## SET EXERCISE
Beginning with the line where "Reviewer note: confirm each instance of the white" appears, repeat every remaining line of the entries exactly, the last line included.
— begin RECORD LIST —
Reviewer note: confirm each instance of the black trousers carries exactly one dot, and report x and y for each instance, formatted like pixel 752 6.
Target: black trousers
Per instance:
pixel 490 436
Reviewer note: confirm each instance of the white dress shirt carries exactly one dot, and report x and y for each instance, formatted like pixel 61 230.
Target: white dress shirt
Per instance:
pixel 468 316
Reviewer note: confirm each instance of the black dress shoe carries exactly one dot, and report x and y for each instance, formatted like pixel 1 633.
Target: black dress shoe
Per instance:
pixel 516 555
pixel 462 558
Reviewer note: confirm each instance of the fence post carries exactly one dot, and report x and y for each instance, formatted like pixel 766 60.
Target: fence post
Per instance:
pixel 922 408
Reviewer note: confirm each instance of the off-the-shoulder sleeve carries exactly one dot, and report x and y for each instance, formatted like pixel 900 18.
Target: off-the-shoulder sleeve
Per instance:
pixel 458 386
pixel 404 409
— end RECORD LIST —
## SOLUTION TO THIS TASK
Reviewer note: confirm each instance of the white dress shirt carries exactly one dot, and report x and y for each instance, formatted like pixel 61 230.
Target: white dress shirt
Per instance:
pixel 468 316
Reviewer note: confirm each instance of the black dress shoe carries exactly one dot, and report x and y for each instance, formatted like pixel 1 633.
Target: black dress shoe
Per instance:
pixel 516 555
pixel 462 558
Reviewer note: confirm each instance of the fence post carries exactly one dot, and report x and y for each instance, formatted like pixel 766 60.
Target: fence post
Per instance:
pixel 922 408
Reviewer note: confirm each instance of the off-the-shoulder sleeve carries exactly one dot, and report x and y for each instance, formatted like pixel 900 18.
Target: off-the-shoulder sleeve
Per instance:
pixel 458 386
pixel 404 409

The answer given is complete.